* AIM OF THE TASK *
Reproduce every one of the records below verbatim, line for line, with no changes.

•••

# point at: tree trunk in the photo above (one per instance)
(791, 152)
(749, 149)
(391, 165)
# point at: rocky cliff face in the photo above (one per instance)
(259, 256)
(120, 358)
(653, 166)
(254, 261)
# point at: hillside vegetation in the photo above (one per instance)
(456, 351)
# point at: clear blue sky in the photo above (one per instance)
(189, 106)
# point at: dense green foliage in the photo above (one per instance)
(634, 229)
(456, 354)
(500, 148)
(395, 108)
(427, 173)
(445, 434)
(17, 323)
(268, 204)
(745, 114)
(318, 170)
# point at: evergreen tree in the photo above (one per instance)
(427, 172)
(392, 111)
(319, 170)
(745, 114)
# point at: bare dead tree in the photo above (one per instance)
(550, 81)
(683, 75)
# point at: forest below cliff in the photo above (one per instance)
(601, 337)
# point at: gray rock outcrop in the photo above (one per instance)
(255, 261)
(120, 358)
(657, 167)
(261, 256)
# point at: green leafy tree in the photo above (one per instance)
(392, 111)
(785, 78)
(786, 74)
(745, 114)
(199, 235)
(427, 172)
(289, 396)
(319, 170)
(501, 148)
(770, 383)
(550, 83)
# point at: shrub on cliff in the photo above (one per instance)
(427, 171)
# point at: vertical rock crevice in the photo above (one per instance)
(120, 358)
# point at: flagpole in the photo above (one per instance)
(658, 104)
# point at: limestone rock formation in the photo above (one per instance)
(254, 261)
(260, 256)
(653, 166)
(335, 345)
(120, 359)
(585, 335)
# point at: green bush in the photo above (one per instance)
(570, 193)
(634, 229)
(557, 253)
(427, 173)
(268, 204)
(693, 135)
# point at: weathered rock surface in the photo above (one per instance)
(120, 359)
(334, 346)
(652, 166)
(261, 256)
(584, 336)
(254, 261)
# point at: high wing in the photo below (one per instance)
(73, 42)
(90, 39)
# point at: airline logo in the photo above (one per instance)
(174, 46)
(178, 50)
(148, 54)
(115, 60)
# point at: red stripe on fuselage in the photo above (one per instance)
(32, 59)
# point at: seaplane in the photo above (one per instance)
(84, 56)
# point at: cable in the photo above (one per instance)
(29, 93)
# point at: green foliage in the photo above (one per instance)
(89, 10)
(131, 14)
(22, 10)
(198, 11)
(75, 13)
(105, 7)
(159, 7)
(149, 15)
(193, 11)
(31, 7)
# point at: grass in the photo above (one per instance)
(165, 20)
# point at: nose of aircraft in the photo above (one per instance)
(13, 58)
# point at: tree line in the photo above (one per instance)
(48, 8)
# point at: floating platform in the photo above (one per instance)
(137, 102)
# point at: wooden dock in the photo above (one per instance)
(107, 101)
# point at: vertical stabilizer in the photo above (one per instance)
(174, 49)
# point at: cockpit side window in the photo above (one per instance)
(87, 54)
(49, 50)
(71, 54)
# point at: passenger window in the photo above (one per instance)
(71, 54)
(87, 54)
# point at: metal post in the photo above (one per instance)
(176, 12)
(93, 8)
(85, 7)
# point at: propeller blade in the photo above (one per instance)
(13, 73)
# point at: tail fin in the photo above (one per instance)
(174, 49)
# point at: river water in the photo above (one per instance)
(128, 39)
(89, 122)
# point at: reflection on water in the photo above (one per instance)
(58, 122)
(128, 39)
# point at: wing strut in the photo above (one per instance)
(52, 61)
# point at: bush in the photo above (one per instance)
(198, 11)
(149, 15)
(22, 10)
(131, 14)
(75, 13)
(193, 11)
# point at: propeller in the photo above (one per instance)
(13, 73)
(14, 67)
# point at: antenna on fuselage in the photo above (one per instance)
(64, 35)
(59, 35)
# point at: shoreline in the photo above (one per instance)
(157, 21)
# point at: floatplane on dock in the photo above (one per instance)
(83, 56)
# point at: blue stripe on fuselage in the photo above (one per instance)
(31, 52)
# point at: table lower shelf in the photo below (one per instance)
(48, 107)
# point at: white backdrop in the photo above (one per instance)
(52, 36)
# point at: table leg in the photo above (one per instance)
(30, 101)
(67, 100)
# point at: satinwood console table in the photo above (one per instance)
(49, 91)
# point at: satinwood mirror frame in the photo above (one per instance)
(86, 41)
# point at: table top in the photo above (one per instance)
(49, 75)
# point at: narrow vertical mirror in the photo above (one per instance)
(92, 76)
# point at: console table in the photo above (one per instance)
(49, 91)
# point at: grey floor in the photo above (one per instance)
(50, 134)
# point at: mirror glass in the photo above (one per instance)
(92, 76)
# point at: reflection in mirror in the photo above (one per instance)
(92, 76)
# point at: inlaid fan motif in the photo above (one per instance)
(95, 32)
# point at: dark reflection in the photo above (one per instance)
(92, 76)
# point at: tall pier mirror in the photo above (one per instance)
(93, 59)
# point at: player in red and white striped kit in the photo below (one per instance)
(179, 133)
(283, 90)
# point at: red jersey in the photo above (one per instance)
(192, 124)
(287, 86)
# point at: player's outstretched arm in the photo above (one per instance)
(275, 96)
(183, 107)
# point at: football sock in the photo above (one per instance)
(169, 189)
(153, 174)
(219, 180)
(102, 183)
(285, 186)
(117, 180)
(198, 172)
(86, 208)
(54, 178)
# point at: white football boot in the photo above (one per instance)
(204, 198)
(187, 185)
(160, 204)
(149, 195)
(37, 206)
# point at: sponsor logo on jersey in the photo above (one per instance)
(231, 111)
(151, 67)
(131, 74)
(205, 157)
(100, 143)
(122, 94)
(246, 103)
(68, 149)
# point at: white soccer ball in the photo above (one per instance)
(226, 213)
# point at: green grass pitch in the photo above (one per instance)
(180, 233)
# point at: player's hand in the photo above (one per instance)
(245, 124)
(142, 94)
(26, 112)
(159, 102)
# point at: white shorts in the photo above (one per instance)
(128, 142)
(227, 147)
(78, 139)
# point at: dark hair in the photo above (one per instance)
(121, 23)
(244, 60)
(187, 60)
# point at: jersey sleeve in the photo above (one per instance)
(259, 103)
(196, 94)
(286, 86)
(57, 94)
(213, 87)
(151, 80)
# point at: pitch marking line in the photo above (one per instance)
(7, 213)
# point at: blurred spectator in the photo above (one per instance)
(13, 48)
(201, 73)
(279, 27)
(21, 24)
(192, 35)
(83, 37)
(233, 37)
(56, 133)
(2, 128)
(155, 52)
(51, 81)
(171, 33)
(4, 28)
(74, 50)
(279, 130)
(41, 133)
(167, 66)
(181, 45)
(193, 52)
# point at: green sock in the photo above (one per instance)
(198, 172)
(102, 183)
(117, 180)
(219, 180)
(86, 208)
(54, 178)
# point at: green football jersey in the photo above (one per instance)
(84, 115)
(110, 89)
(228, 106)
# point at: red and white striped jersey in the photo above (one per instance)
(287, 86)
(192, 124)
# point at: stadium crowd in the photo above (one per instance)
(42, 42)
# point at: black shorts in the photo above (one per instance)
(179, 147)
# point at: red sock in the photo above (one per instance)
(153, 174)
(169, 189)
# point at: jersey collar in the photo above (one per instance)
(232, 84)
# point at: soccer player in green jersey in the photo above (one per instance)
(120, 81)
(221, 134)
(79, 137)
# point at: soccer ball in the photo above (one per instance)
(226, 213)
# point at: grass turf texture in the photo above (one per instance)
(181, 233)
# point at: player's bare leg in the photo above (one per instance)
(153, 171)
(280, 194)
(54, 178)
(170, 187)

•••

* EXPECTED ANSWER *
# point at: tree trunk in the photo above (one per instance)
(791, 152)
(749, 149)
(391, 165)
# point at: rocky cliff face in the photo above (one per instance)
(259, 256)
(120, 358)
(653, 166)
(254, 261)
# point at: hillside vegetation in the photo above (one per instance)
(456, 351)
# point at: clear blue sky in the photo above (one per instance)
(189, 106)
# point at: dense green foliage in the photo above (one per instance)
(634, 229)
(456, 354)
(500, 148)
(395, 108)
(427, 173)
(445, 434)
(17, 323)
(268, 204)
(745, 114)
(318, 170)
# point at: evergreen tree in the photo above (one per instance)
(427, 172)
(392, 111)
(319, 170)
(745, 114)
# point at: bare dead tree in the photo above (one per instance)
(550, 81)
(683, 75)
# point at: forest below cliff in the photo above (one per instance)
(601, 337)
# point at: gray rock outcrop in the photo above (one per instance)
(255, 261)
(120, 358)
(657, 167)
(261, 256)
# point at: green leafy tree in the photo above (one per instance)
(392, 111)
(785, 78)
(786, 74)
(745, 114)
(199, 235)
(427, 172)
(289, 396)
(319, 170)
(501, 148)
(770, 383)
(550, 83)
# point at: shrub on cliff in the photo above (one per instance)
(427, 171)
# point at: vertical rock crevice in the photo above (one per instance)
(120, 358)
# point at: flagpole in the photo above (one per instance)
(658, 104)
# point at: limestone rock formation in the photo above (one per instance)
(254, 261)
(260, 256)
(653, 166)
(335, 345)
(120, 359)
(585, 335)
# point at: green bush in the photo above (one per instance)
(570, 193)
(634, 229)
(557, 253)
(427, 173)
(268, 204)
(693, 135)
# point at: weathered rock surface in the photo above (one per instance)
(120, 359)
(334, 346)
(652, 166)
(261, 256)
(584, 336)
(254, 261)
# point at: high wing in the photo below (one per instance)
(73, 42)
(90, 39)
# point at: airline logo in the photo above (one per instance)
(174, 46)
(178, 50)
(148, 54)
(115, 60)
# point at: red stripe on fuselage in the photo above (one per instance)
(32, 59)
# point at: seaplane in the photo above (one per instance)
(84, 56)
# point at: cable in the photo above (one per instance)
(29, 93)
# point at: green foliage in the photo above (one per instance)
(89, 10)
(131, 14)
(22, 10)
(198, 11)
(75, 13)
(105, 7)
(159, 7)
(149, 15)
(193, 11)
(31, 7)
# point at: grass in the photo above (one per instance)
(165, 20)
# point at: nose of aircraft in the photo above (one per instance)
(13, 58)
# point at: tree line in the photo above (one per instance)
(48, 8)
# point at: floating platform in the photo above (one per instance)
(137, 102)
# point at: wooden dock in the photo above (one per instance)
(107, 101)
# point at: vertical stabilizer in the photo above (one per instance)
(174, 49)
# point at: cockpit side window in the photo above (one per instance)
(87, 54)
(49, 50)
(71, 54)
# point at: passenger window in the photo above (one per instance)
(71, 54)
(87, 54)
# point at: metal post in the photo above (one per instance)
(176, 12)
(93, 8)
(85, 7)
# point at: propeller blade in the photo above (one per instance)
(13, 73)
# point at: tail fin in the photo above (one per instance)
(174, 49)
# point at: river water in the photo above (one per instance)
(128, 39)
(89, 122)
# point at: reflection on water in the photo above (one per instance)
(58, 122)
(128, 39)
# point at: wing strut in the photo above (one per instance)
(52, 61)
# point at: bush in the photo above (one per instance)
(198, 11)
(149, 15)
(22, 10)
(131, 14)
(75, 13)
(193, 11)
# point at: propeller in the photo above (one per instance)
(13, 73)
(14, 67)
# point at: antenna on fuselage in the photo above (one per instance)
(64, 35)
(59, 35)
# point at: shoreline in the photo above (one per instance)
(157, 21)
# point at: floatplane on dock in the photo above (one per instance)
(83, 56)
# point at: blue stripe on fuselage in the photo above (one per instance)
(31, 52)
# point at: table lower shelf in the photo below (one per instance)
(48, 107)
# point at: white backdrop in the photo above (one per instance)
(52, 36)
# point at: table leg in the photo above (one per instance)
(30, 101)
(67, 100)
# point at: satinwood console table in the photo above (one per instance)
(49, 91)
# point at: satinwood mirror frame in the photo above (one per instance)
(86, 41)
# point at: table top in the photo above (one per instance)
(49, 75)
# point at: narrow vertical mirror in the photo above (one per instance)
(92, 76)
# point at: console table in the photo above (one per instance)
(49, 91)
# point at: grey floor in the photo above (one per instance)
(50, 134)
# point at: mirror glass in the photo above (one per instance)
(92, 76)
# point at: reflection in mirror in the photo above (one per instance)
(92, 76)
# point at: inlaid fan motif in the photo above (one per instance)
(95, 32)
# point at: dark reflection in the photo above (one per instance)
(92, 76)
# point at: tall pier mirror in the photo above (one per instance)
(93, 59)
# point at: player in red and white striped kit in the photo below (one per instance)
(179, 133)
(283, 90)
# point at: red jersey in the photo above (one per instance)
(192, 124)
(287, 86)
# point at: player's outstretched arm in the photo above (one per instance)
(275, 96)
(183, 107)
# point at: football sock in the photo above (one per instance)
(169, 189)
(153, 174)
(219, 180)
(102, 183)
(285, 186)
(117, 180)
(198, 172)
(86, 208)
(54, 178)
# point at: white football boot in the photo above (one per instance)
(204, 198)
(187, 185)
(160, 204)
(149, 195)
(37, 206)
# point at: sponsor logo on jersey in the photo above (one per instance)
(231, 111)
(151, 67)
(131, 74)
(205, 157)
(100, 143)
(122, 94)
(246, 103)
(68, 149)
# point at: white soccer ball in the photo above (one per instance)
(226, 213)
# point at: green grass pitch in the photo above (one per instance)
(180, 233)
# point at: player's hand in the photo above (one per instance)
(245, 124)
(142, 94)
(26, 112)
(159, 102)
# point at: white shorts in the photo above (one per instance)
(128, 142)
(227, 147)
(78, 139)
# point at: dark hair in the photo above (one per instance)
(121, 23)
(244, 60)
(187, 60)
# point at: jersey sleeve in the photo above (one per instance)
(259, 103)
(196, 94)
(286, 86)
(57, 94)
(213, 87)
(151, 80)
# point at: pitch marking line in the photo above (one per instance)
(7, 213)
# point at: blurred spectator in the photo above (one per instance)
(13, 48)
(201, 73)
(279, 27)
(21, 24)
(192, 35)
(83, 37)
(233, 37)
(56, 133)
(2, 128)
(155, 52)
(51, 81)
(171, 33)
(4, 28)
(74, 50)
(279, 130)
(41, 133)
(167, 66)
(181, 45)
(193, 52)
# point at: green sock in the photo above (one per instance)
(198, 172)
(102, 183)
(117, 180)
(219, 180)
(86, 208)
(54, 178)
# point at: green football jersey in the photo above (one per instance)
(84, 115)
(110, 89)
(228, 106)
# point at: red and white striped jersey in the photo above (one per instance)
(287, 86)
(192, 124)
# point at: stadium crowd in the photo above (one per instance)
(42, 42)
# point at: black shorts in the photo above (one per instance)
(179, 147)
# point at: red sock in the photo above (one per instance)
(153, 174)
(169, 189)
# point at: jersey collar in the photo above (one per instance)
(232, 84)
# point at: soccer player in green jersey in the photo above (one per instance)
(120, 81)
(221, 134)
(79, 137)
# point at: soccer ball in the photo above (one per instance)
(226, 213)
# point at: grass turf texture in the photo above (one per instance)
(181, 233)
# point at: player's bare leg in the photo above (one per instance)
(153, 171)
(280, 194)
(54, 178)
(170, 187)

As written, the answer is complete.